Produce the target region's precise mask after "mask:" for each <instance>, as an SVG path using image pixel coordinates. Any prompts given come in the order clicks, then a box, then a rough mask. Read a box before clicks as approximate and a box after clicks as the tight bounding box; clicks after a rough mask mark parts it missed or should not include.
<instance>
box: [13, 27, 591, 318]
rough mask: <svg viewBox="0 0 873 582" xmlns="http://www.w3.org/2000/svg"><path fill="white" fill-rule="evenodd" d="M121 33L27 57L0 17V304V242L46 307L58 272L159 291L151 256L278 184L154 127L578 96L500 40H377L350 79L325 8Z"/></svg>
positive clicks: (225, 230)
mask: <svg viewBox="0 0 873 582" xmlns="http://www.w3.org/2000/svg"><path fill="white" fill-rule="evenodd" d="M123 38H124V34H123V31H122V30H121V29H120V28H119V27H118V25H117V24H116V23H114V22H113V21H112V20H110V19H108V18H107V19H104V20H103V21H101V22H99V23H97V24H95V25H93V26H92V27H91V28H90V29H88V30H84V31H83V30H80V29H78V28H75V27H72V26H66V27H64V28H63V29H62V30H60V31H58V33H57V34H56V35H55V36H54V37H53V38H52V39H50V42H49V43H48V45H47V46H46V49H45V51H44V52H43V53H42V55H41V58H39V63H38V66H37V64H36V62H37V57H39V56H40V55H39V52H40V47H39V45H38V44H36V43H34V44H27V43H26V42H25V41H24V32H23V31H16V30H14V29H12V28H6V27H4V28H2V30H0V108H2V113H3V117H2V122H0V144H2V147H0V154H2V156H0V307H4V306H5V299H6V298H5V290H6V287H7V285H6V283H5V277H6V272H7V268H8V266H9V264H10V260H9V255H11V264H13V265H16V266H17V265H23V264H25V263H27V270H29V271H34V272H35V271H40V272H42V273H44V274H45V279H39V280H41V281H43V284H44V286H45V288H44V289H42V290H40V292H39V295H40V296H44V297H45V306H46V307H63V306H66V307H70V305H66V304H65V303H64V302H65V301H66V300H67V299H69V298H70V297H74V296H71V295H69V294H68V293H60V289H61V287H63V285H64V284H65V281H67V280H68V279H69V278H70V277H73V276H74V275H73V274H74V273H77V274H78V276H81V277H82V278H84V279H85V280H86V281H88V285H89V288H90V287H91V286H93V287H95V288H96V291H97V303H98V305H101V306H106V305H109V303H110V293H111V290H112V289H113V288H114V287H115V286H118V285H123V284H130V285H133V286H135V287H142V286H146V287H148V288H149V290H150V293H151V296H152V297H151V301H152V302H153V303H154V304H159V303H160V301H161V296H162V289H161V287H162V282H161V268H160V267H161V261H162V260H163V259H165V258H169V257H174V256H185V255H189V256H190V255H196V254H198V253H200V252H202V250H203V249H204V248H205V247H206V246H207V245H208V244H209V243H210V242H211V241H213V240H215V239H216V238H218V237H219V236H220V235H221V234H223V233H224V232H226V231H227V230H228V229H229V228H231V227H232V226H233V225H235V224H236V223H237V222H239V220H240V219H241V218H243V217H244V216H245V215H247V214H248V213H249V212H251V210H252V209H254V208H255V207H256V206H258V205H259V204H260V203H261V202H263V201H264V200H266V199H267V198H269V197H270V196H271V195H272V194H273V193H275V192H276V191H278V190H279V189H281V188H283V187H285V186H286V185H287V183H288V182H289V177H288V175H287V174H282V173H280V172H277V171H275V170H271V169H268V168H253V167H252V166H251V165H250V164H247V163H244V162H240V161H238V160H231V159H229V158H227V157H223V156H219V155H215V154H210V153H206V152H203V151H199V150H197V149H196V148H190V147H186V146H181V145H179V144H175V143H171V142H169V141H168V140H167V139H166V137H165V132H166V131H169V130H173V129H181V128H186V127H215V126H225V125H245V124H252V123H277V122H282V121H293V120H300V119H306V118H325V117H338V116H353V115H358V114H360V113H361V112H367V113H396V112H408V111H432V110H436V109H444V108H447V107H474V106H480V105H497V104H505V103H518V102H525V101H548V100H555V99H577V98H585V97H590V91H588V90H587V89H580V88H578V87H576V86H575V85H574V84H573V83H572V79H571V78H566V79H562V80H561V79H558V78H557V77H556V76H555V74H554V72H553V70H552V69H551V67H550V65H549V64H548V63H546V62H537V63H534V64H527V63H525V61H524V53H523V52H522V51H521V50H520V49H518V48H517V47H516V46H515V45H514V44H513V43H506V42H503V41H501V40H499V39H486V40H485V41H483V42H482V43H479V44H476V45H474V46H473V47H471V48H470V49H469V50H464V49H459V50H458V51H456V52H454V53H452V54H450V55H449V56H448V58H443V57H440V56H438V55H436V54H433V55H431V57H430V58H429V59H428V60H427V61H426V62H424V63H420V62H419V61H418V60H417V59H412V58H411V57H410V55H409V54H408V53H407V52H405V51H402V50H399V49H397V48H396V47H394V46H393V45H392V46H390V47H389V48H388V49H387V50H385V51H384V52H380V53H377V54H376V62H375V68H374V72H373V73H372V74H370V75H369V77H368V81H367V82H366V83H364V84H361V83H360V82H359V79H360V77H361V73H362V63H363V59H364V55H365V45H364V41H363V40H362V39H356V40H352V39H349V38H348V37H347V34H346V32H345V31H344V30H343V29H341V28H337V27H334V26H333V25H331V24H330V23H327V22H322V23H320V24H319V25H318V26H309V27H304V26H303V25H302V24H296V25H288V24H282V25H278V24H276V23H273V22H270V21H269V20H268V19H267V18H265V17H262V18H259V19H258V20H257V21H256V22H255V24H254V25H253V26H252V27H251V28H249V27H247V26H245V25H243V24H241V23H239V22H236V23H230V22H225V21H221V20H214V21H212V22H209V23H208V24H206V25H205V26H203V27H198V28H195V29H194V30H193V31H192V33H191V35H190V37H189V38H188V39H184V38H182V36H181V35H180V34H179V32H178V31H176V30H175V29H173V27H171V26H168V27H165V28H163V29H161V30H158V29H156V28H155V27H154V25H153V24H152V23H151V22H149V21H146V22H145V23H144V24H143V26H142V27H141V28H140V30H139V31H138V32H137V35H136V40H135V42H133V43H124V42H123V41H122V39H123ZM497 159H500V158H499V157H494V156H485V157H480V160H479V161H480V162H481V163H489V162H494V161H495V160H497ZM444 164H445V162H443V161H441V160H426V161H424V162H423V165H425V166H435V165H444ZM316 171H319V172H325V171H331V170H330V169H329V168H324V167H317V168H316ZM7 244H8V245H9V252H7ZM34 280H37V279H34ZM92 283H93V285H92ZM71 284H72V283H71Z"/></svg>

━━━━━━━━━━

# WORK REQUIRED:
Rewrite the records above with "rough mask" switched to "coarse mask" wherever it occurs. Keep everything else the same.

# ANSWER TO THIS EXERCISE:
Produce the target region's precise mask after "mask:" for each <instance>, as an SVG path using image pixel coordinates. Any prompts given come in the order clicks, then a box, then a coarse mask. Read a box before clicks as approximate and a box after clicks as the tight bounding box; clicks after a coarse mask mark parts it missed or should not include.
<instance>
box: [13, 27, 591, 318]
coarse mask: <svg viewBox="0 0 873 582" xmlns="http://www.w3.org/2000/svg"><path fill="white" fill-rule="evenodd" d="M121 33L27 57L0 17V304V242L46 307L58 272L159 291L151 256L278 184L154 127L578 96L500 40H377L350 79L325 8Z"/></svg>
positive clicks: (225, 230)
mask: <svg viewBox="0 0 873 582" xmlns="http://www.w3.org/2000/svg"><path fill="white" fill-rule="evenodd" d="M123 38H124V34H123V31H122V30H121V29H120V28H119V27H118V25H117V24H116V23H114V22H113V21H112V20H110V19H108V18H107V19H104V20H103V21H101V22H99V23H97V24H95V25H93V26H92V27H91V28H90V29H88V30H84V31H83V30H80V29H78V28H75V27H72V26H66V27H64V28H63V29H62V30H60V31H58V33H57V34H56V35H55V36H54V37H53V38H52V39H50V42H49V43H48V45H47V46H46V49H45V51H44V52H43V53H42V55H41V58H39V63H38V66H37V64H36V62H37V57H39V56H40V55H39V52H40V47H39V45H38V44H36V43H34V44H27V43H26V42H25V41H24V32H23V31H16V30H14V29H12V28H6V27H4V28H2V30H0V108H2V113H3V117H2V122H0V144H2V147H0V154H2V156H0V307H4V306H5V299H6V298H5V290H6V287H7V285H6V283H5V277H6V272H7V268H8V266H9V264H10V260H9V255H11V264H13V265H16V266H17V265H23V264H25V263H27V270H29V271H34V272H35V271H40V272H42V273H44V274H45V279H39V280H41V281H43V284H44V286H45V288H44V289H42V290H40V292H39V295H40V296H44V297H45V306H46V307H63V306H66V307H70V305H66V304H65V303H64V302H65V301H66V300H67V299H69V298H70V297H74V296H71V295H69V294H68V293H60V289H61V287H63V285H64V284H65V281H67V280H68V279H69V278H70V277H73V276H74V275H73V274H74V273H77V274H78V276H81V277H82V278H84V279H85V280H86V281H88V285H89V288H90V287H91V286H93V287H95V288H96V291H97V303H98V305H101V306H106V305H109V303H110V293H111V290H112V289H113V288H114V287H115V286H118V285H123V284H130V285H133V286H135V287H142V286H146V287H148V288H149V290H150V293H151V296H152V297H151V301H152V302H153V303H154V304H159V303H160V301H161V296H162V289H161V287H162V282H161V268H160V267H161V261H162V260H163V259H165V258H169V257H174V256H185V255H189V256H190V255H196V254H198V253H200V252H202V250H203V249H204V248H205V247H206V246H207V245H208V244H209V243H210V242H211V241H213V240H215V239H216V238H218V237H219V236H220V235H221V234H223V233H224V232H226V231H227V230H228V229H229V228H231V227H232V226H233V225H235V224H236V223H237V222H239V220H240V219H241V218H243V217H244V216H245V215H247V214H248V213H249V212H251V210H252V209H254V208H255V207H256V206H258V205H259V204H260V203H261V202H263V201H264V200H266V199H267V198H269V197H270V196H271V195H272V194H273V193H275V192H276V191H278V190H279V189H281V188H283V187H285V186H286V185H287V183H288V182H289V177H288V175H287V174H282V173H280V172H277V171H275V170H271V169H268V168H253V167H252V166H251V165H250V164H247V163H244V162H240V161H238V160H231V159H229V158H227V157H223V156H219V155H215V154H210V153H206V152H203V151H199V150H197V149H196V148H190V147H186V146H181V145H179V144H175V143H171V142H169V141H168V140H167V139H166V137H165V132H166V131H169V130H173V129H181V128H186V127H215V126H225V125H245V124H252V123H277V122H282V121H293V120H300V119H306V118H325V117H338V116H353V115H358V114H360V113H361V112H367V113H396V112H408V111H432V110H436V109H444V108H447V107H474V106H480V105H497V104H505V103H518V102H525V101H548V100H555V99H577V98H585V97H590V91H588V90H587V89H580V88H578V87H576V86H575V85H574V84H573V83H572V79H571V78H566V79H562V80H561V79H558V78H557V77H556V76H555V74H554V72H553V70H552V69H551V67H550V65H549V64H548V63H546V62H537V63H534V64H527V63H525V61H524V53H523V52H522V51H521V50H520V49H518V48H517V47H516V46H515V45H514V44H513V43H506V42H503V41H501V40H499V39H486V40H485V41H483V42H482V43H479V44H476V45H474V46H473V47H471V48H470V49H469V50H464V49H459V50H458V51H456V52H454V53H452V54H450V55H449V56H448V58H443V57H440V56H438V55H436V54H433V55H431V57H430V58H429V59H428V60H427V61H426V62H424V63H420V62H419V61H418V60H417V59H412V58H411V57H410V55H409V54H408V53H407V52H405V51H402V50H399V49H397V48H396V47H394V46H393V45H392V46H390V47H389V48H388V49H387V50H385V51H384V52H380V53H377V54H376V62H375V68H374V72H373V73H372V74H370V75H369V77H368V81H367V82H366V83H364V84H361V83H360V82H359V79H360V77H361V73H362V63H363V59H364V55H365V45H364V41H363V40H362V39H356V40H352V39H349V38H348V37H347V34H346V32H345V31H344V30H343V29H341V28H337V27H334V26H333V25H331V24H330V23H327V22H322V23H320V24H319V25H318V26H309V27H304V26H303V25H302V24H296V25H288V24H282V25H278V24H276V23H273V22H270V21H269V20H268V19H267V18H265V17H262V18H259V19H258V20H257V21H256V22H255V24H254V25H253V26H252V27H251V28H249V27H247V26H245V25H243V24H241V23H239V22H236V23H230V22H225V21H221V20H214V21H212V22H209V23H208V24H206V25H205V26H203V27H198V28H195V29H194V30H193V31H192V33H191V35H190V37H189V38H188V39H184V38H182V36H181V35H180V34H179V32H178V31H176V30H175V29H173V27H171V26H168V27H165V28H163V29H161V30H158V29H156V28H155V27H154V25H153V24H152V23H151V22H149V21H146V22H145V23H144V24H143V26H142V27H141V28H140V30H139V31H138V32H137V35H136V40H135V42H133V43H124V42H123V41H122V39H123ZM497 159H500V158H499V157H494V156H485V157H480V160H479V161H480V162H481V163H489V162H494V161H495V160H497ZM444 164H445V162H443V161H441V160H426V161H424V162H423V165H425V166H435V165H444ZM316 171H319V172H325V171H331V170H330V169H329V168H324V167H317V168H316ZM7 244H8V245H9V252H7ZM34 280H37V279H34ZM92 283H93V285H92ZM71 284H72V283H71Z"/></svg>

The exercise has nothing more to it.